I’ve not much mentioned Home Education on this blog, mostly because it’s not really the purpose of this particular blog which was set up to chart our travelling adventure in 2011 and subsequent new life here on Rum in 2012. Home Education in our family is rather like having a nose, going to sleep each night, being called Goddard – it’s just what we do and who we are rather than something we think too much about really. Once upon a time it was a conscious decision as an alternative to school, these days although I constantly evaluate and consider the direction things take and can ably fit Dragon and Star’s lives into tidy little tick boxes if required to demonstrate their being in receipt of an education it has long since stopped being something I think about termly, yearly or even very much at all.

The intention of this post is to update where a previous Home Education blog of ours left off and to answer a couple of more specific comments about what we do and how we do it. As I’ve said before we are not anti-school and certainly don’t congratulate ourselves that we have discovered the one true path. In the same way as our whole current lifestyle would not suit everyone I am utterly sure that the way we parent and educate would not either. However based on all the current evidence – health, happiness and wellbeing of the four of us I am pretty confident that we have found the right path for us.

If I’ve said it once, I’ve said it a thousand times that there are as many ways to Home Educate as there are families home educating. Some people follow curriculums, use tutors, refer to workbooks, work towards qualifications. Others focus strongly on certain areas such as literacy, numeracy, languages, musical instruments, sports if their children have a particular passion or talent for that. Some people Home Educate due to specific needs of their child – maybe a learning disability which requires them to learn at their own pace, use special materials or support or resources. Some families have strong religious beliefs which mean their learning takes a particular slant different to what mainstream education would provide. Some children have been damaged by the school system – bullied, excluded, otherwise phobic of the whole environment.

I know of families where school simply would not fit into their lifestyle – they travel, work weekends but are around in the weekdays, spend time visiting so many interesting places and attending different workshops that to send their children to school in favour of their rich and varied lifestyle would be to deny them the very best childhood and educational experience possible rather than to deliver it.

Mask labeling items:
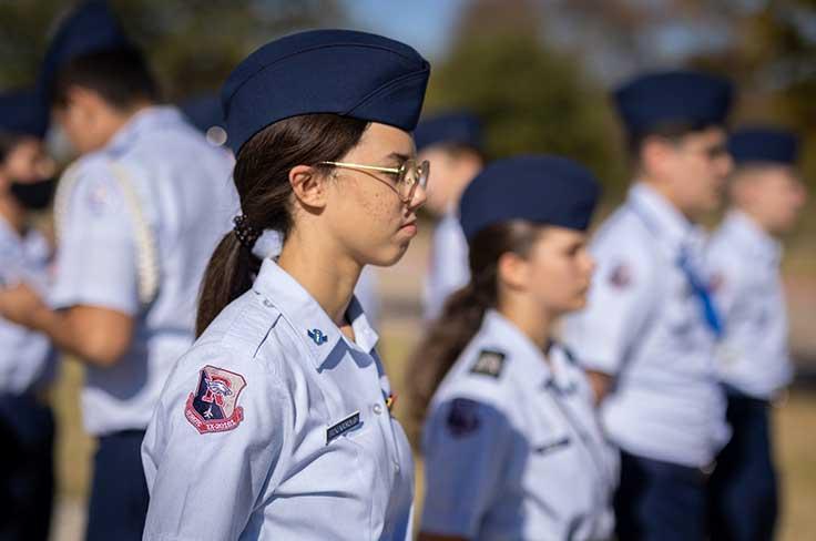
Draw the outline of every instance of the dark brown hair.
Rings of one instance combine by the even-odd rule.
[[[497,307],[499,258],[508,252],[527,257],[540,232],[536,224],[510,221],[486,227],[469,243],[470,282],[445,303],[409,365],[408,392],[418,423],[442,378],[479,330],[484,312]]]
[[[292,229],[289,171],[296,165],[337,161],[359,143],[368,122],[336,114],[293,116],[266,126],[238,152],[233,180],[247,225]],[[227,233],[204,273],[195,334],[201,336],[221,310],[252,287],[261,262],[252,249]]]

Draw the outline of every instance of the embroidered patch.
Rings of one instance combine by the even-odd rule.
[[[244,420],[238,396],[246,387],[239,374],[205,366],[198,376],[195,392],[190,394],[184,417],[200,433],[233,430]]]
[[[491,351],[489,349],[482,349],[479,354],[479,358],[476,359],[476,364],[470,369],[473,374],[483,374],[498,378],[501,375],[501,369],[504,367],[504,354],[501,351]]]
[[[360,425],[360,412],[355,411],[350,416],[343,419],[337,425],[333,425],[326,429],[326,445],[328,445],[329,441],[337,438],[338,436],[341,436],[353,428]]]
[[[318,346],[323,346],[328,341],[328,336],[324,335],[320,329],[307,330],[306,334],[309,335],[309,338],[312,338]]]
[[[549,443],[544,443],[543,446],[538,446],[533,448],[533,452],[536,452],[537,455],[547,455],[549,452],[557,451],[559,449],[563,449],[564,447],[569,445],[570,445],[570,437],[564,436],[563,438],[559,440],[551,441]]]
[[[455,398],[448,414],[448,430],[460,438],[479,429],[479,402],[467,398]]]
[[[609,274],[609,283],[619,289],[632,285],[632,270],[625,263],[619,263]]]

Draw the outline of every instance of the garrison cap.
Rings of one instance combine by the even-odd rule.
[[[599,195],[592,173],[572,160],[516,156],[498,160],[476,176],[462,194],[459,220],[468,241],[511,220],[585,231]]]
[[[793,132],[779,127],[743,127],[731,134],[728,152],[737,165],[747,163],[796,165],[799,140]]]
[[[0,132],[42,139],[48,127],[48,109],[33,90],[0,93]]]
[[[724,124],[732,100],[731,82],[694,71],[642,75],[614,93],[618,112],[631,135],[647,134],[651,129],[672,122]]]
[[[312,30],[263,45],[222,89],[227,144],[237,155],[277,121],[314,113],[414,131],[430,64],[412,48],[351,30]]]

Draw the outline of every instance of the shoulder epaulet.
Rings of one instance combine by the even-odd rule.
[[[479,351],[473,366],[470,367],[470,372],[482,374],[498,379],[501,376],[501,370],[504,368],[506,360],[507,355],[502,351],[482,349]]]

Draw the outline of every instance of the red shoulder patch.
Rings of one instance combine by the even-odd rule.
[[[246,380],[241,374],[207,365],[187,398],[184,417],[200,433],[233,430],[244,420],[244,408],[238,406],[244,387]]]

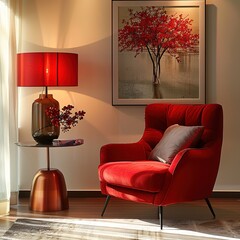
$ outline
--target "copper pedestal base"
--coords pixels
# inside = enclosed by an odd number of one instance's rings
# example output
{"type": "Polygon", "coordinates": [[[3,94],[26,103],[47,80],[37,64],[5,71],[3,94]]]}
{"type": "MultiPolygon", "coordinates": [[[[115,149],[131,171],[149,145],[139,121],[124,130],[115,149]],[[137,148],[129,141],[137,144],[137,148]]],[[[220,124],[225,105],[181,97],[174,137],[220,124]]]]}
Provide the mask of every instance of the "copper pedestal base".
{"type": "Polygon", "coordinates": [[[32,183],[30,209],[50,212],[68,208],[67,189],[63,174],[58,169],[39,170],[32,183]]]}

TASKS FOR THIS EXERCISE:
1 - According to the home education post, which areas do some families focus strongly on? List every one it names.
2 - Pick up the home education post after its final sentence and write what comes next.

EXERCISE RESULTS:
1 - Literacy, numeracy, languages, musical instruments, and sports.

2 -
Then there are the more alternative folk, those who challenge and question the reasoning behind formal education, which is actually a fairly new concept, one that doesn’t really work properly and fulfil all of it’s own aims and missions. Should a system that works towards gaining qualifications have an end result where not everyone achieves that? For a lot of people home educating in an unstructured, flexible, child interest and passion led manner what happens is schooling as we know it in terms of education becomes irrelevant. Our children are not schooled they are educated, education is, according to wikipedia:

Education in its broadest, general sense is the means through which the aims and habits of a group of people sustain from one generation to the next.[1] Generally, it occurs through any experience that has a formative effect on the way one thinks, feels, or acts. In its narrow, technical sense, education is the formal process by which society deliberately transmits its accumulated knowledge, skills, customs and values from one generation to another, e.g. instruction in schools.

As an adult I know I never stop learning – what I know today at 38 is less than I will know next year at 39, more than I knew last year at 37 yet totally different to what Dragon knows at 11, Star knows at 9 and Ady knows at 48. My motivations for learning remain constant now that learning is of my own free will and not because I am ’caused’ to recieve it. I learn because I am interested, because something is relevant or necessary to me. I learn both deliberately and accidentally due to what I set out to do and what happens to me along the way. I learn best when I feel supported, encouraged, safe, able. I learn different things in different ways – some best through instruction – listening to others who already possess knowledge and are able to impart it to me in a way which makes sense to me. I learn through reading books or researching on the internet – finding a style in which I am able to comprehend something and apply it to my own needs. I learn well through doing, by getting stuck in, by experimenting, making mistakes along the way and reassessing and picking up expertise as I go.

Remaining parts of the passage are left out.